▶ [Document section]:
========================================

I'm trying to implement a Graph/Node data structure to store some connections between synsets in WordNet.
import nltk
from nltk.corpus import wordnet as wn
# a dict of [wn.synset, Node]
syns_node_dict = []
# gets a node from a wn.synset
def nodeFromSyn(syn):
for row in syns_node_dict:
if row[0] == syn:
return row[1]
return False
def display_dict():
for row in syns_node_dict:
curr_nde = row[1]
display([curr_nde._value, curr_nde._parents, curr_nde._children])
# Graph Node data struct
class Node:
# value is a wn.synset
# parents, children are both lists of wn.synset
def __init__(self, value, parents=[], children=[]):
curr = nodeFromSyn(value)
# if a Node for value already exists, merge attributes
if curr:
for p in parents:
if p not in curr._parents : curr._parents.append(p)
for c in children:
if c not in curr._children : curr._children.append(c)
self = curr
# if a Node for value does not exist, create new Node for value
else:
syns_node_dict.append([value, self])
self._value = value
self._parents = parents
self._children = children
# Create a Node for each of self's parents if it does not already exist
# and add self as a child
for parent in self._parents:
parent_node = nodeFromSyn(parent)
if parent_node:
if value not in parent_node._children:
parent_node._children.append(value)
else:
parent_node = Node(parent, children=[value])
# Create a Node for each of self's children if it does not already exist
# and add self as a parent
for child in self._children:
child_node = nodeFromSyn(child)
if child_node:
if value not in child_node._parents:
child_node._parents.append(value)
else:
child_node = Node(child, parents=[value])
However, I'm seeing some strange behavior when I attempt to run my code:
Node(wn.synset('condition.n.01'), [], children=[wn.synset('difficulty.n.03')])
display_dict()
>[Synset('condition.n.01'), [], [Synset('difficulty.n.03')]]
>[Synset('difficulty.n.03'), [Synset('condition.n.01')], []]
Node(wn.synset('state.n.02'), children=[wn.synset('condition.n.01')])
display_dict()

========================================

▶ [Listed entries]:
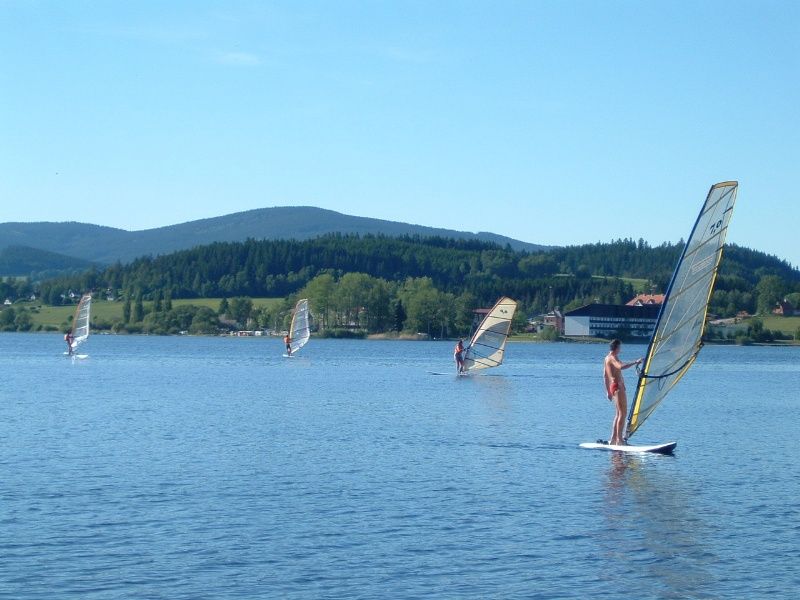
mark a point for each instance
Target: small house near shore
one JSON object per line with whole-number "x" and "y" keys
{"x": 612, "y": 320}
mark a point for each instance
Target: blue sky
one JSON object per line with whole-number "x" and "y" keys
{"x": 550, "y": 122}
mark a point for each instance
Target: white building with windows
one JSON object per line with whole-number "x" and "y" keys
{"x": 611, "y": 320}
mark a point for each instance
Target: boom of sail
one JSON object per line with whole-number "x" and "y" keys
{"x": 80, "y": 322}
{"x": 299, "y": 330}
{"x": 487, "y": 346}
{"x": 677, "y": 337}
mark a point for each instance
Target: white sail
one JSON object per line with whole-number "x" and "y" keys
{"x": 487, "y": 346}
{"x": 80, "y": 323}
{"x": 677, "y": 338}
{"x": 299, "y": 331}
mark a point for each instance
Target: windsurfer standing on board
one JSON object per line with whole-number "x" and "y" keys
{"x": 288, "y": 341}
{"x": 458, "y": 355}
{"x": 615, "y": 389}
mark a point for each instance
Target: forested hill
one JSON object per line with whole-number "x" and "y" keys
{"x": 21, "y": 261}
{"x": 107, "y": 245}
{"x": 562, "y": 277}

========================================

▶ [Exercise brief]:
Decide whether each statement agrees with the post about the WordNet graph, answering yes or no and quoting the words from the post that decide it.
1. The function nodeFromSyn returns False when no matching node is found.
2. The Node constructor gives parents and children default values of empty lists.
3. The writer reports that the code runs as expected.
The entries are separate material and are unrelated to the post about the WordNet graph.

▶ [Result for this exercise]:
1. Yes: "return False"
2. Yes: "def __init__(self, value, parents=[], children=[]):"
3. No: "However, I'm seeing some strange behavior when I attempt to run my code:"